Source document:
■ ■ ■ ■ ■ ■ ■

What You Need To Know About Spam Emails

The convenience of email comes at a price.

The convenience of email comes at a price.

Spam is an annoying online problem that can be found in emails, social media posts, group discussions, help forums and article comments. This article pertains to email spam only. Email spam ranges from pleas for financial assistance to seemingly harmless commercial emails to emails that trick recipients into installing malware or viruses on their devices. Spam emails often lead to tracking and a wide assortment of cyber crimes.

Have you tried to stop spam emails only to notice you’re getting more than ever before? Yup. That would be me after I got frustrated by the huge volume of spam emails I was getting. I could write a very long, in depth article as a result, but since I finally have my spam under control, here’s a checklist instead:

Spam Email “DO NOT” LIST:

  • Do not open obvious spam emails from unknown senders. You’re likely to get even more spam if you do.
  • Do not unsubscribe from spam via email unsubscribe links unless you are 100% certain that senders are trusted and whom they say they are.
    • Unsubscribing confirms your email address is active and opens you up to receiving even more spam from dishonest senders and automated non-human (bot) email senders.
    • Unsubscribe links may be malicious links that install malware and open you up to identity theft and tracking.
  • Do not use auto-responders for “away messages” when you take a technology break or go on vacation.
    • Spammers will know they have a real address and will send even more spam.
  • Do not use an auto-responder when you switch to a new email address or spam will follow you too.
    • Email your contacts your new address and after a few months of checking your old account, you should be able to stop paying attention to it or to delete it.
  • Do not display your email address on directories, social networking sites, in chat rooms or in other online public places. Spammers use the web to create mailing lists.
  • Do not assume an email is safe because you recognize the sender.
    • Spam can originate from a known contact whose address has been breached.
    • If something makes you question an email, trust your instinct before proceeding. For example, if a known contact sends you a message containing only a link, that signals a potential issue – don’t click the link.
  • Do not waste your time creating multiple rules to catch and delete spam before you see it.
    • I set up elaborate spam filtering rules which practically eliminated all my spam. But the rules took a lot of my time, slowed down my email functions and resulted in legitimate emails being deleted before I even saw them. As a result, I deleted my rules and decided it was better to get spam rather than miss important emails.

■ ■ ■ ■ ■ ■ ■

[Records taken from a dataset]
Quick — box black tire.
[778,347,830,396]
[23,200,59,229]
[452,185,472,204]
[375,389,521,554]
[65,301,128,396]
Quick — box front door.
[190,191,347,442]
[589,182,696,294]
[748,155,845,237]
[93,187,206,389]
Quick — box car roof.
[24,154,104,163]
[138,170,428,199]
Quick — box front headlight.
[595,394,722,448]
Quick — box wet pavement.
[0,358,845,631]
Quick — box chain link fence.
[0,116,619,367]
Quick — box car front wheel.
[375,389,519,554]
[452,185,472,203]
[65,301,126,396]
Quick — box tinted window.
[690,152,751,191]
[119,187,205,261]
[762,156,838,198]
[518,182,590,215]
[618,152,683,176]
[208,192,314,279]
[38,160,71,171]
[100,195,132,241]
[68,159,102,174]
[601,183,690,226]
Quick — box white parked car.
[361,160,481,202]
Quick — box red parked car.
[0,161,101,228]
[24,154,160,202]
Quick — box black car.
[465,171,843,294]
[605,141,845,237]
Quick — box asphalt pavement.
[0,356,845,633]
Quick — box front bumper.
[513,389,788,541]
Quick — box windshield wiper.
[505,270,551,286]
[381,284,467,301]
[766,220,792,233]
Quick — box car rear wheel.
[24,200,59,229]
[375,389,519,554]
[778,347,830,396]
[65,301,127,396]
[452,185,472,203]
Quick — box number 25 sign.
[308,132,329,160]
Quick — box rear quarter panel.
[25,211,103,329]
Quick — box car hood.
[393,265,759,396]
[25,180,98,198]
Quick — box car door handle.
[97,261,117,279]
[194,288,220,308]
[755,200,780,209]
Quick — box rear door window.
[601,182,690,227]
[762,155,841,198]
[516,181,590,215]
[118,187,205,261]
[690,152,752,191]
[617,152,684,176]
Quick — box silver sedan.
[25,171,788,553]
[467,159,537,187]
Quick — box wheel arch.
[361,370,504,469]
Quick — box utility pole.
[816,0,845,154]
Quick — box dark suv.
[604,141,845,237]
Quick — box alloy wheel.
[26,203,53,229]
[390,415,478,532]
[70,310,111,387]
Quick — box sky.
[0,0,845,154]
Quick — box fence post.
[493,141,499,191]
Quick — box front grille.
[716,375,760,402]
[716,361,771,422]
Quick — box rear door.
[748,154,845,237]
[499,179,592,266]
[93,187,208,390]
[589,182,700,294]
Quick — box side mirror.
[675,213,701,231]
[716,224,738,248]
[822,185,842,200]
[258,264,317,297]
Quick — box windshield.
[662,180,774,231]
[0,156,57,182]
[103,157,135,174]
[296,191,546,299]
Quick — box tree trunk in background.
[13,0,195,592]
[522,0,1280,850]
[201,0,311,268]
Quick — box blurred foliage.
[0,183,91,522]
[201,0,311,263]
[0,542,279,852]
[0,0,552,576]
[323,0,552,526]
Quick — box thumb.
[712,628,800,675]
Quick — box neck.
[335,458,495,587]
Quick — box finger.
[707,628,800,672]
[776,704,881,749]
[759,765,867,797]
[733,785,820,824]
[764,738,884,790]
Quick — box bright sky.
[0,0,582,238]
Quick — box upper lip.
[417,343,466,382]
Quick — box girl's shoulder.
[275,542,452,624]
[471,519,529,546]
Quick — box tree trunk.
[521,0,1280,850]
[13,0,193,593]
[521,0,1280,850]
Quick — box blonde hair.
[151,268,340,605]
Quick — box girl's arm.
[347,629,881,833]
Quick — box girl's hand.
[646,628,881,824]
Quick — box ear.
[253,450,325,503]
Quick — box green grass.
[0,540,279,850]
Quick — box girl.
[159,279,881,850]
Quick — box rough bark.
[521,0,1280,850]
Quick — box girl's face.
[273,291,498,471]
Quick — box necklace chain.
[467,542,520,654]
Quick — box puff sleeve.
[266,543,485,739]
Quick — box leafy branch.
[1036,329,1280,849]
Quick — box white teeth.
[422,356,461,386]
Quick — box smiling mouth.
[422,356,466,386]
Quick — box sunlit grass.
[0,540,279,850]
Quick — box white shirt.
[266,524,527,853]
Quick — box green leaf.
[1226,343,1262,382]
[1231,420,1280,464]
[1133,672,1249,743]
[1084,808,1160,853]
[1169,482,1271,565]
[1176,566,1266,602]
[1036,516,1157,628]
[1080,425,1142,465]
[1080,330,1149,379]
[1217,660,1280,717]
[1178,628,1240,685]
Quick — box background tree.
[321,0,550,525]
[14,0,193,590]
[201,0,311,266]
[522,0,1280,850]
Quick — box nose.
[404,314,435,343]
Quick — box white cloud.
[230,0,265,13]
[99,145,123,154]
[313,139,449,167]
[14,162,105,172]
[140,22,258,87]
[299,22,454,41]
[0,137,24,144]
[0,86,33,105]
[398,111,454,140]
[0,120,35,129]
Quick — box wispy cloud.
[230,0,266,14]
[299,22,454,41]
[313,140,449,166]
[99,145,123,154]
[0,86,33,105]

■ ■ ■ ■ ■ ■ ■

Brief 1: In the spam email article, what happens if you use an auto-responder for away messages?
Brief 2: Write the next part of the spam email article, picking up after its final sentence.

Written answer 1: Spammers will know they have a real address and will send even more spam.

Written answer 2:
Phishing Emails

Notice the frequent delivery of spam to my inbox. Fortunately, it takes only a moment to delete them at once.

Spam Email “DO” LIST:

  • Use an email filter to separate junk mail from legitimate mail – most ISP’s (Internet Service Providers) provide one automatically.
    • If your ISP has an option to mark spam as spam, do so in order to “teach” your filter to identify future spam.
    • Use settings to deliver junk mail to a junk mail/spam folder so you can delete them together once you are certain no important emails have ended up as spam first.
  • Use multiple email addresses
    • Use a work email for work and a personal email for personal matters.
    • Use a separate email for newsletters, coupons, shopping, subscriptions etc.
    • Consider using a “disposable address” or two that forwards e-mail to your permanent account when you are uncomfortable about providing your permanent e-mail address. If a disposable account starts filling up with spam, you can close it without affecting your permanent account.
  • When providing your email address online, look for pre-checked boxes that sign you up to receive email from that company and affiliated partners.
    • Uncheck boxes or opt out.
    • Check privacy policies if necessary.
  • Use virus and malware protection.
    • Keep them updated
    • Run regular full scans
  • Understand the nature of phishing emails and how to avoid them
PayPal Phishing email - Hovering instead of clicking reveals a web address that is clearly not PayPal.

PayPal Phishing email – Hovering instead of clicking reveals a web address that is clearly not PayPal.


  • Disconnect from the Internet when you leave your computer.
    • Hackers cannot access your computer when it’s not connected to the internet

Spam-related warning signs:

  • Your address book contacts tell you about strange email messages they’ve received from you.
  • There are emails in your sent folder that you didn’t send.
  • Your computer is running much slower than usual.

What to do if you’re infected:

  • Disconnect from the internet right away.
  • Change your email password and make sure you select a strong password. (You can do this from another device)
  • Remove malware and viruses and do not use your computer to access any financial or confidential accounts until you are confident your device is safe and secure.